** Text passage follows **

Ann's expertise is in the area of materials characterization using e-beam instruments, including SEM and FIB, but with a particular emphasis on TEM.  Her research areas have included amorphous metals, high-temperature superconductors, semiconductor films and multilayers, magnetic domain imaging in magnetic oxides, and semiconductor nanowires.  Ann also teaches MSE322, a TEM laboratory course, each spring.  Ann is the recipient of the 2012 Marshall D. O’Neill Award from Stanford University.

Pacheco, Carol

Carol is the Administrative Assistant for the Stanford Nano Shared Facilities. Carol has been with Stanford for 8 years and brings with her many years of customer service. She joined the department in Oct, 2013. She manages and oversees the user intake process for internal users and provides support to faculty, staff, and students.

** End of Text passage **
** Given information follows **

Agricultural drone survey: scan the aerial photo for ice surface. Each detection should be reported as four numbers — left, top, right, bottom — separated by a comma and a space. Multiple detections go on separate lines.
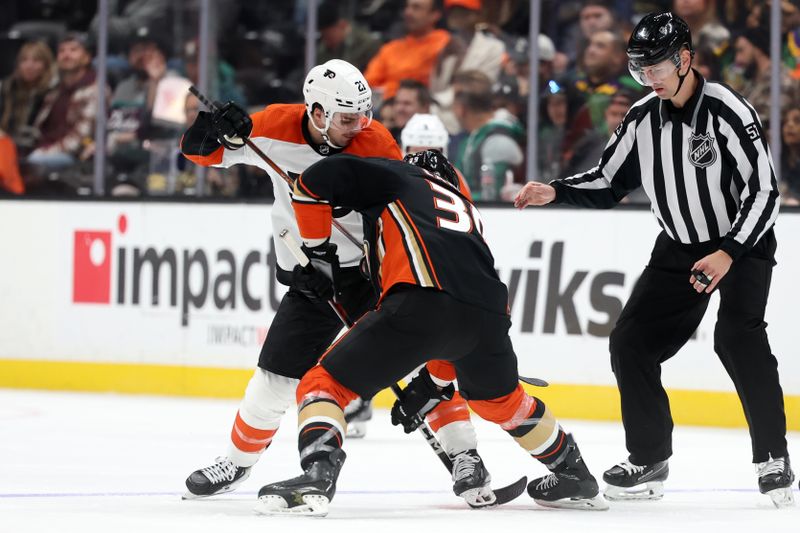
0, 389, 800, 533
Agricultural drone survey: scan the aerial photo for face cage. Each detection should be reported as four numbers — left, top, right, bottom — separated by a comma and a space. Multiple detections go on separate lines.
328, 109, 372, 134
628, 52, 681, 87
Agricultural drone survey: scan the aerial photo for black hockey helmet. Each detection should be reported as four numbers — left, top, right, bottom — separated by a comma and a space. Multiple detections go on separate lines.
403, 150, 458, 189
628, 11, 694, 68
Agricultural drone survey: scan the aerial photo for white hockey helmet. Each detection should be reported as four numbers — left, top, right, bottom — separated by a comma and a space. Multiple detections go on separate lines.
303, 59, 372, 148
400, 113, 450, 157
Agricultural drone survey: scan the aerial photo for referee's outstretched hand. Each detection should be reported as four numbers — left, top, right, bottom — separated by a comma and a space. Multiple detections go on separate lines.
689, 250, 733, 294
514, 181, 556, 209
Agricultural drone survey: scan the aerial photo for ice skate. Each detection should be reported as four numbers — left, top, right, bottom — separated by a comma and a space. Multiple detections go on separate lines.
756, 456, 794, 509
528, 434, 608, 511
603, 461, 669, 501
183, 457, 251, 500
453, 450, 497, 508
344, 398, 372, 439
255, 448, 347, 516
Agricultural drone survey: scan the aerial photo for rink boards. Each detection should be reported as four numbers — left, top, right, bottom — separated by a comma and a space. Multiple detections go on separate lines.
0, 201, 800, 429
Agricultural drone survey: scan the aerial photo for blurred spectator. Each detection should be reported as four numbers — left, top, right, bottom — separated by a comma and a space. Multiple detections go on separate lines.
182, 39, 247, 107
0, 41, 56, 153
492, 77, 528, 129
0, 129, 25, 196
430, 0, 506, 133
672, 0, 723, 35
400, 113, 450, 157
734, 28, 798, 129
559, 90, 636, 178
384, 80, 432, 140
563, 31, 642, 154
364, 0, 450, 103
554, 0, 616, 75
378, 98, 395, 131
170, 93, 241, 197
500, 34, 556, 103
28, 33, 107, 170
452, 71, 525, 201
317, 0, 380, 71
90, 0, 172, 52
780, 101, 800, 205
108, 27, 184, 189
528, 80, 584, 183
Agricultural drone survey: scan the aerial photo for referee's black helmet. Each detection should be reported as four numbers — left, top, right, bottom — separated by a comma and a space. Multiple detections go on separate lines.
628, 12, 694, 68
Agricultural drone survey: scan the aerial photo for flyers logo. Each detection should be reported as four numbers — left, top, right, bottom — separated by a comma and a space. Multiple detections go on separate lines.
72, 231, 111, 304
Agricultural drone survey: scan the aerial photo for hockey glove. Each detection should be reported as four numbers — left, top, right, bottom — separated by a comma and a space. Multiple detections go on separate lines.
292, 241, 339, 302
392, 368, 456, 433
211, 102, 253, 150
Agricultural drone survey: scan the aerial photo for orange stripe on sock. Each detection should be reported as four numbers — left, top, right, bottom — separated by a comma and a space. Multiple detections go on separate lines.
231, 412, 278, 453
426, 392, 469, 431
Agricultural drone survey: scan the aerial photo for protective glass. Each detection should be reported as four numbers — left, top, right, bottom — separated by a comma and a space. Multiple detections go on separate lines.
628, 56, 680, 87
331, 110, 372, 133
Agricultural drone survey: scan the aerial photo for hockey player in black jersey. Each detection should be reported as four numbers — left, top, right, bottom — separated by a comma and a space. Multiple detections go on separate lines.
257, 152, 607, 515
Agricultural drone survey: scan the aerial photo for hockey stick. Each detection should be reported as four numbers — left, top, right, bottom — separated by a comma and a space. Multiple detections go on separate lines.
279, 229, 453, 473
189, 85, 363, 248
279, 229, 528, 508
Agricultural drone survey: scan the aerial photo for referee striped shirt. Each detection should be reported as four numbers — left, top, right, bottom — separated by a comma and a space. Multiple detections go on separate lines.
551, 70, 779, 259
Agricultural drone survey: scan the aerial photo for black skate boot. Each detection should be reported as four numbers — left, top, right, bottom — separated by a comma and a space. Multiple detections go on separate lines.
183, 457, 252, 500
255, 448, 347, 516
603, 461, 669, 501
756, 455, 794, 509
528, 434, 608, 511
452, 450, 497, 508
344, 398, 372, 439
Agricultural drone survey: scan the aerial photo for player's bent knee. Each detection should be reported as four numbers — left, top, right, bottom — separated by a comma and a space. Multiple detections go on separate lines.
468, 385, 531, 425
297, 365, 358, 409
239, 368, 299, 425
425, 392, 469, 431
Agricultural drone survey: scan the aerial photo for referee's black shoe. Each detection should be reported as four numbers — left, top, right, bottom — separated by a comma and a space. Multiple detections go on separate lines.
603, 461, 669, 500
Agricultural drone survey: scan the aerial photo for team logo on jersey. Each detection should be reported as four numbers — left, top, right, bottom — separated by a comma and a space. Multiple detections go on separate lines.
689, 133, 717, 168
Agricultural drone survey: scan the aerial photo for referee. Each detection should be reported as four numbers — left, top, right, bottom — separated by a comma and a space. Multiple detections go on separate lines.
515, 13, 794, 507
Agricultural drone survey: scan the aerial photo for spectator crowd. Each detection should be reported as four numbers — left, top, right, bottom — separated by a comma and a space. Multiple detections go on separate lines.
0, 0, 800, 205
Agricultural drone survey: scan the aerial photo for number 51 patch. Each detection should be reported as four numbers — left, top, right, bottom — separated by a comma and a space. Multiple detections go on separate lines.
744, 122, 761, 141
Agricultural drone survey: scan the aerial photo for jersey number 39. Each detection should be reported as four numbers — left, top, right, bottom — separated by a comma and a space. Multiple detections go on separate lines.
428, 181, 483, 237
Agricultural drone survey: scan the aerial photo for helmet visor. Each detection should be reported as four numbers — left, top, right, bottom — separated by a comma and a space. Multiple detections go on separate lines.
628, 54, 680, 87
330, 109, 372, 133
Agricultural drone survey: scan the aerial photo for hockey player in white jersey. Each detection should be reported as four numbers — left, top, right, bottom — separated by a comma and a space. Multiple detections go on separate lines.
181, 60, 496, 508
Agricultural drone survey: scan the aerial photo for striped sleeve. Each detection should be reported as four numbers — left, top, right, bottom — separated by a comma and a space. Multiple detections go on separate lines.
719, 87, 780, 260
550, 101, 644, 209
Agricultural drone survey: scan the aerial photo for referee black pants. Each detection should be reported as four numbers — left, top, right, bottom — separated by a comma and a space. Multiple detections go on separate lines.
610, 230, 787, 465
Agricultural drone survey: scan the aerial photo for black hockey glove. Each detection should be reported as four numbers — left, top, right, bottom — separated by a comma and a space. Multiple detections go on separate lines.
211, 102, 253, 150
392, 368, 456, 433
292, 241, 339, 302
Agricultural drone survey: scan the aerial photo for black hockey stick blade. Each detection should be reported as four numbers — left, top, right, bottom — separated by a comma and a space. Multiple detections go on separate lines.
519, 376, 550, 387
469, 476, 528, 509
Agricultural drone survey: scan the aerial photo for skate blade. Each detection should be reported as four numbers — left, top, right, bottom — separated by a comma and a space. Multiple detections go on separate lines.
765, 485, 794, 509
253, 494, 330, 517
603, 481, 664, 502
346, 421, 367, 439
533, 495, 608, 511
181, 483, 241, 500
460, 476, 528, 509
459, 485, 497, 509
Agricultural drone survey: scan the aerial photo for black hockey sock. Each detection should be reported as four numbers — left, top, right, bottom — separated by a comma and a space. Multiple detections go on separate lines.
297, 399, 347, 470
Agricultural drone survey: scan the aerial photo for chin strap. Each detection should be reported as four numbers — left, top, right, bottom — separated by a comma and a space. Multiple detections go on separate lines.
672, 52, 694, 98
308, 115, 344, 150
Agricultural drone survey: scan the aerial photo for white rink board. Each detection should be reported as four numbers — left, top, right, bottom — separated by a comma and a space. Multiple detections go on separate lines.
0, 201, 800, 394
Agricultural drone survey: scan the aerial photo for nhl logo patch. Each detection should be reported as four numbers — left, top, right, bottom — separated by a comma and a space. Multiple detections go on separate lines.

** End of Given information **

Your tasks |
- 1) Copy the part of the staff profiles that begins at the words "Ann's expertise is" and ends after the words "from Stanford University.".
- 2) According to the staff profiles, when did Carol join the department?
- 3) According to the staff profiles, what does Carol's work as Administrative Assistant for the Stanford Nano Shared Facilities involve? Answer in one to three sentences.

Your responses |
- 1)
Ann's expertise is in the area of materials characterization using e-beam instruments, including SEM and FIB, but with a particular emphasis on TEM.  Her research areas have included amorphous metals, high-temperature superconductors, semiconductor films and multilayers, magnetic domain imaging in magnetic oxides, and semiconductor nanowires.  Ann also teaches MSE322, a TEM laboratory course, each spring.  Ann is the recipient of the 2012 Marshall D. O’Neill Award from Stanford University.

- 2) She joined the department in October 2013.

- 3) Carol manages and oversees the user intake process for internal users. She also provides support to faculty, staff, and students.